Directive —
Could you reproduce each of the items below word for word, without altering a single character?
== Source material ==
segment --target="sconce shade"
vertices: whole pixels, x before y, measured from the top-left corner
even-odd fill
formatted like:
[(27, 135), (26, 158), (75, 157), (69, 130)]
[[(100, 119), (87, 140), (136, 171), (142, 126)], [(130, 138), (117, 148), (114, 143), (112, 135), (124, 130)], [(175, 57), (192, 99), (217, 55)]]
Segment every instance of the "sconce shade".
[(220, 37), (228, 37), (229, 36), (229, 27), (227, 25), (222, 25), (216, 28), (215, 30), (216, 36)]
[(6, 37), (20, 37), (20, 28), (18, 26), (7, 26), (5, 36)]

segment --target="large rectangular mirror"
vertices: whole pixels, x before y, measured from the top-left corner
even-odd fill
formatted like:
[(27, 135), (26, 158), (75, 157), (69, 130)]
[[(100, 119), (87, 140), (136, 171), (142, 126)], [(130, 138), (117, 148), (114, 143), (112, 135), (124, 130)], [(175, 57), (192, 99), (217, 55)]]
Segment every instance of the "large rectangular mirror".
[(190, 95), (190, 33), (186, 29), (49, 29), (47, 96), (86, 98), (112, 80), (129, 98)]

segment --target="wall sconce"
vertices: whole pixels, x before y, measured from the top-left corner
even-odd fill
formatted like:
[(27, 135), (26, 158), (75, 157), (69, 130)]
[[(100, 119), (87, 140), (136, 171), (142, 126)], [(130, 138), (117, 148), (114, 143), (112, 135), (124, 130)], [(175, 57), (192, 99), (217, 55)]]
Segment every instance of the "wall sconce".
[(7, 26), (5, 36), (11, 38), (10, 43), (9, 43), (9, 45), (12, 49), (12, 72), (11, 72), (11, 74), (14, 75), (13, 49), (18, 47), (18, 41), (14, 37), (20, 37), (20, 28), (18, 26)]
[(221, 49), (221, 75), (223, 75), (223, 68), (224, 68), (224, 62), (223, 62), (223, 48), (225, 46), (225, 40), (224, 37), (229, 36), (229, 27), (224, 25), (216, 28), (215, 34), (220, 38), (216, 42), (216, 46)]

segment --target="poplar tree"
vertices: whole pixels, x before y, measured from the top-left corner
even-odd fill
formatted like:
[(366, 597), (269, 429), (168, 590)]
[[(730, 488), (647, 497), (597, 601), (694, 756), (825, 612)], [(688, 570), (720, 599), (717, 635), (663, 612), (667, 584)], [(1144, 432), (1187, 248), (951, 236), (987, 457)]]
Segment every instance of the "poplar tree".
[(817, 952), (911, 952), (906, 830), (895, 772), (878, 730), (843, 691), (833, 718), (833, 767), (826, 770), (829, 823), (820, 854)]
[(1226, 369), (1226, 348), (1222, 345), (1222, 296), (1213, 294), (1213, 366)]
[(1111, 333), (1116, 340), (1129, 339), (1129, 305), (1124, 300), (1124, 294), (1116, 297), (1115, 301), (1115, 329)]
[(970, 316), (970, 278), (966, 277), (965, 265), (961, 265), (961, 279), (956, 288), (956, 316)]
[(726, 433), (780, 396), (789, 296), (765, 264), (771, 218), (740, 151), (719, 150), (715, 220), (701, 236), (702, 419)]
===
Result of the task —
segment --target="sconce shade"
vertices: whole pixels, x before y, measured from the top-left corner
even-odd fill
formatted like:
[(27, 135), (26, 158), (75, 157), (69, 130)]
[[(100, 119), (87, 140), (136, 171), (142, 126)], [(130, 138), (117, 148), (114, 143), (112, 135), (124, 130)], [(175, 57), (192, 99), (217, 55)]]
Segment every instance of the "sconce shade".
[(220, 37), (228, 37), (229, 36), (229, 27), (227, 25), (222, 25), (216, 28), (215, 30), (216, 36)]
[(6, 37), (20, 37), (20, 28), (18, 26), (7, 26), (5, 36)]

segment --target="large rectangular mirror"
vertices: whole pixels, x before y, measured from the top-left corner
even-odd fill
formatted like:
[(27, 135), (26, 158), (75, 157), (69, 130)]
[[(100, 119), (87, 140), (136, 171), (142, 126)], [(130, 138), (117, 148), (114, 143), (112, 135), (124, 130)], [(175, 57), (192, 99), (217, 55)]]
Segment every instance of the "large rectangular mirror".
[(190, 95), (190, 33), (186, 29), (49, 29), (47, 96), (86, 98), (112, 80), (129, 98)]

segment --target="wall sconce"
vertices: whole pixels, x before y, measured from the top-left corner
even-odd fill
formatted like:
[(27, 135), (26, 158), (75, 157), (69, 130)]
[[(100, 119), (87, 140), (136, 171), (142, 126)], [(130, 138), (117, 148), (114, 143), (112, 135), (124, 130)], [(175, 57), (192, 99), (217, 55)]]
Segment every instance of the "wall sconce".
[(7, 26), (5, 36), (11, 38), (10, 43), (9, 43), (9, 45), (12, 49), (12, 72), (11, 72), (11, 74), (14, 75), (13, 49), (18, 47), (18, 41), (14, 37), (20, 37), (20, 28), (18, 26)]
[(221, 49), (221, 75), (223, 75), (223, 68), (224, 68), (224, 62), (223, 62), (223, 48), (225, 46), (225, 40), (224, 37), (229, 36), (229, 27), (224, 25), (216, 28), (215, 34), (220, 38), (216, 42), (216, 46)]

segment --target="poplar tree"
vertices: whole pixels, x before y, measured from the top-left corner
even-odd fill
formatted like:
[(366, 597), (269, 429), (168, 590)]
[[(730, 488), (647, 497), (597, 601), (694, 756), (825, 612)], [(688, 570), (720, 599), (717, 635), (663, 612), (667, 584)], [(1144, 432), (1187, 248), (951, 236), (987, 457)]]
Segment every instance of the "poplar tree".
[(817, 952), (911, 952), (906, 830), (895, 772), (878, 730), (843, 691), (833, 718), (833, 767), (826, 770), (829, 823), (820, 854)]
[(1226, 369), (1226, 348), (1222, 345), (1222, 296), (1213, 294), (1213, 366)]
[(1111, 333), (1116, 340), (1129, 339), (1129, 305), (1124, 300), (1124, 294), (1116, 297), (1115, 301), (1115, 329)]
[(970, 316), (970, 278), (966, 277), (965, 265), (961, 265), (961, 279), (956, 288), (956, 316)]
[(726, 433), (780, 396), (789, 296), (765, 264), (771, 218), (740, 151), (719, 150), (715, 220), (701, 236), (702, 419)]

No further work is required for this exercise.